Reproduce the passage of the research group page below that lies between "I've supervised and" and "without much help.", inclusive.
═══ Text under study
Computational Science Research Opportunities in Wayne Hayes's Group


Reviews

I've supervised and mentored literally hundreds of young researchers (grads, undergrads, high school students) over the years. It's fun and productive for all --- you, me, other students, and other scientific collaborators. It's hard work, but rewarding. Here's what some have said about working in my research group:

Selection Criteria

To work in my group, you need to demonstrate yourself to be significantly above average among your peers: you need to undertake one of the following challenges and submit the results to me. If they're not correct... no problem, I give second chances. You're also allowed to ask questions, but try to keep them to a minimum. The primary criterion by which you will be judged is how well you can perform, and then write up, these tasks independently, without much help.

In all cases you need to tell me how much longer you'll be at UCI (ie., if you're an undegrad senior and this is your last quarter... we need to find something short for you to do--not always easy), submit a PDF write-up, with histograms or figures plotted. I don't need your code. I want to see your write-up including a description of you did, and why, and your results with commentary. THIS IS JUST AS MUCH A TEST OF YOUR COMMUNICATION SKILLS AS CODING. Doing research requires critical thinking and the ability to explain your rationale for what you did AND WHY. Without that your code or blind results are worthless.

I have several projects running. You only need to do ONE of the below challenges, depending upon which project you're interested in working on. You need to do the task, and then write it up nicely, with graphs or plots to illustrate your answer. You should be able to do the task within about a week at most, but the answer has to be GOOD. If you hand in a GOOD solution later, that's better than a crappy solution earlier. In other words, a good solution is required, but faster is better than slower.

Let me know if there are any ambiguities, but your job is to do this task with as little supervision from me as is possible.
══════
═══ Input data
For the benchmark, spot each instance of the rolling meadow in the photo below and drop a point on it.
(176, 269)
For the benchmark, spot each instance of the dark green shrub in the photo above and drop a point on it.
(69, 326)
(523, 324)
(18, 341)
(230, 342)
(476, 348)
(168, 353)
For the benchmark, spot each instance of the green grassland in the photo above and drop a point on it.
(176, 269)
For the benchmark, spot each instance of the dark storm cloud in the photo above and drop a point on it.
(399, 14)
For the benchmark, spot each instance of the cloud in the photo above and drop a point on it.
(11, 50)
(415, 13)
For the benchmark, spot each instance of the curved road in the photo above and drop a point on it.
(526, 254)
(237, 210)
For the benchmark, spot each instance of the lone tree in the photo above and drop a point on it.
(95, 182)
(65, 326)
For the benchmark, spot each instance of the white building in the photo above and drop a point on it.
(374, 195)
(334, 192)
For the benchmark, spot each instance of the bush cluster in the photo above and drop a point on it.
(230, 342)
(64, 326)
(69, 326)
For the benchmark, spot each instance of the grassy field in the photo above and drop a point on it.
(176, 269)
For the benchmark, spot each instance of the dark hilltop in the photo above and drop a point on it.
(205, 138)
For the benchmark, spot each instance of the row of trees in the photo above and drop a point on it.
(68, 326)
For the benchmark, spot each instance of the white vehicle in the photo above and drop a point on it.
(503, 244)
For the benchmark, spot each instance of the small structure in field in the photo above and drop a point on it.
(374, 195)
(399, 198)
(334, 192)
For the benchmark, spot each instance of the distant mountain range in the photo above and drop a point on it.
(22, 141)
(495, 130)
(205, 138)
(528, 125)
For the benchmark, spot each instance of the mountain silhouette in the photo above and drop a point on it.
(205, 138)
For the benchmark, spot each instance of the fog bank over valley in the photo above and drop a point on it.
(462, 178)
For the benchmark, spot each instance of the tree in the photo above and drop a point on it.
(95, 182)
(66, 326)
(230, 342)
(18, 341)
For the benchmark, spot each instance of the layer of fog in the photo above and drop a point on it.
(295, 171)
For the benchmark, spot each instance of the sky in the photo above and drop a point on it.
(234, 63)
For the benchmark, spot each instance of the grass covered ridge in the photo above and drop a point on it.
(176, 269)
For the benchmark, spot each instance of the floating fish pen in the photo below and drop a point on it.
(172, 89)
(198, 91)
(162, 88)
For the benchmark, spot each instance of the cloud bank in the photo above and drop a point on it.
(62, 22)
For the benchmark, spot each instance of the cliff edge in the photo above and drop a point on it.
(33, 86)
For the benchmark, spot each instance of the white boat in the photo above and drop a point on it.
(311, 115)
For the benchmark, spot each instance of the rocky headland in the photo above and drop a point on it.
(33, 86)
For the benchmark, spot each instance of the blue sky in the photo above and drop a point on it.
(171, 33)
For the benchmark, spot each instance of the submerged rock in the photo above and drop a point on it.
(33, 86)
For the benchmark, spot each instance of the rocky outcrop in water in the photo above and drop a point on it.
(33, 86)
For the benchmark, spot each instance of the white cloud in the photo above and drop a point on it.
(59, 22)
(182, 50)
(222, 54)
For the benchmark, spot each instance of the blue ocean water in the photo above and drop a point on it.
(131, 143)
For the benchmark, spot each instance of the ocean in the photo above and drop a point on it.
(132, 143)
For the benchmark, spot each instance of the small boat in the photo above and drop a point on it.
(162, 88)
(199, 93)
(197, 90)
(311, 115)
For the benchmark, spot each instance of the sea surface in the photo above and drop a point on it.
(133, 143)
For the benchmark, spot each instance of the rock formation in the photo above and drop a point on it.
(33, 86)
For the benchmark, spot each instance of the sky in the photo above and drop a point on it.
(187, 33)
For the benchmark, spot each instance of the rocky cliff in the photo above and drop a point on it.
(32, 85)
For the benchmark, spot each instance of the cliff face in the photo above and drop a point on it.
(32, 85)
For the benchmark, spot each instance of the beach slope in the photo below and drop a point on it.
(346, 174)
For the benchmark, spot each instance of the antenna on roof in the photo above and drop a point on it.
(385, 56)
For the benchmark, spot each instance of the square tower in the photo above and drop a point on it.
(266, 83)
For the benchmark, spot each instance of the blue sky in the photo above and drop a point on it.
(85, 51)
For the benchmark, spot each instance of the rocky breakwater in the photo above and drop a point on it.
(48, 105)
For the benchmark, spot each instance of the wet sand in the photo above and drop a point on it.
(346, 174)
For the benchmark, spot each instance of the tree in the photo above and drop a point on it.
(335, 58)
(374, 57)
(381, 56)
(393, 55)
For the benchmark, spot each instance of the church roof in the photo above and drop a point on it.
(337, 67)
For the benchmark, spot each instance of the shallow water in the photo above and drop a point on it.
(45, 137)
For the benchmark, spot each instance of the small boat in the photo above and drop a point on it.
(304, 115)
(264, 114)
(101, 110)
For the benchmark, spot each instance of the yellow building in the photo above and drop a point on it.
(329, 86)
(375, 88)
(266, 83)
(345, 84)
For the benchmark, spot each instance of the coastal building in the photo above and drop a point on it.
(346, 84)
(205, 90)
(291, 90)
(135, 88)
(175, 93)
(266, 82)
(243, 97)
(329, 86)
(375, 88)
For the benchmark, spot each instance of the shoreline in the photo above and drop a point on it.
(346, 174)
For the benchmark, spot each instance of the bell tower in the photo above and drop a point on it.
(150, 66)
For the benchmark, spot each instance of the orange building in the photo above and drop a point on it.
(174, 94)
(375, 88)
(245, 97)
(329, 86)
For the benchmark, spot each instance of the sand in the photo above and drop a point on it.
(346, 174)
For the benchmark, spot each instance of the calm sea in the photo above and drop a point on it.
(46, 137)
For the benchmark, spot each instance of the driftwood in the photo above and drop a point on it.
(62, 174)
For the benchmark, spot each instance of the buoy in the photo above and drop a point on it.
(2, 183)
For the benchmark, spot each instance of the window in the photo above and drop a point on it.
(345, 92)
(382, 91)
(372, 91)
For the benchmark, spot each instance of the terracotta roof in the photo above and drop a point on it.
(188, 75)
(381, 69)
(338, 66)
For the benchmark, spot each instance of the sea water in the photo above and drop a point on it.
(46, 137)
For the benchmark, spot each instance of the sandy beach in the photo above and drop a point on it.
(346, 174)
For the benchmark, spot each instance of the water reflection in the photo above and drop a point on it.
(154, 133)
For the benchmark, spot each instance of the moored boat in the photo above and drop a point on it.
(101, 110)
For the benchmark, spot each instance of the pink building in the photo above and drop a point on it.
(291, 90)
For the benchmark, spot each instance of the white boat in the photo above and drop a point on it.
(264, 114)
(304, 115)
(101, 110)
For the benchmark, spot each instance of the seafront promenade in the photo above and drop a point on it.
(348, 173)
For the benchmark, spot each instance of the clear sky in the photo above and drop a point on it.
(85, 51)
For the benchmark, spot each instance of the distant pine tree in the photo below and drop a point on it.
══════
Response to the task.
I've supervised and mentored literally hundreds of young researchers (grads, undergrads, high school students) over the years. It's fun and productive for all --- you, me, other students, and other scientific collaborators. It's hard work, but rewarding. Here's what some have said about working in my research group:

Selection Criteria

To work in my group, you need to demonstrate yourself to be significantly above average among your peers: you need to undertake one of the following challenges and submit the results to me. If they're not correct... no problem, I give second chances. You're also allowed to ask questions, but try to keep them to a minimum. The primary criterion by which you will be judged is how well you can perform, and then write up, these tasks independently, without much help.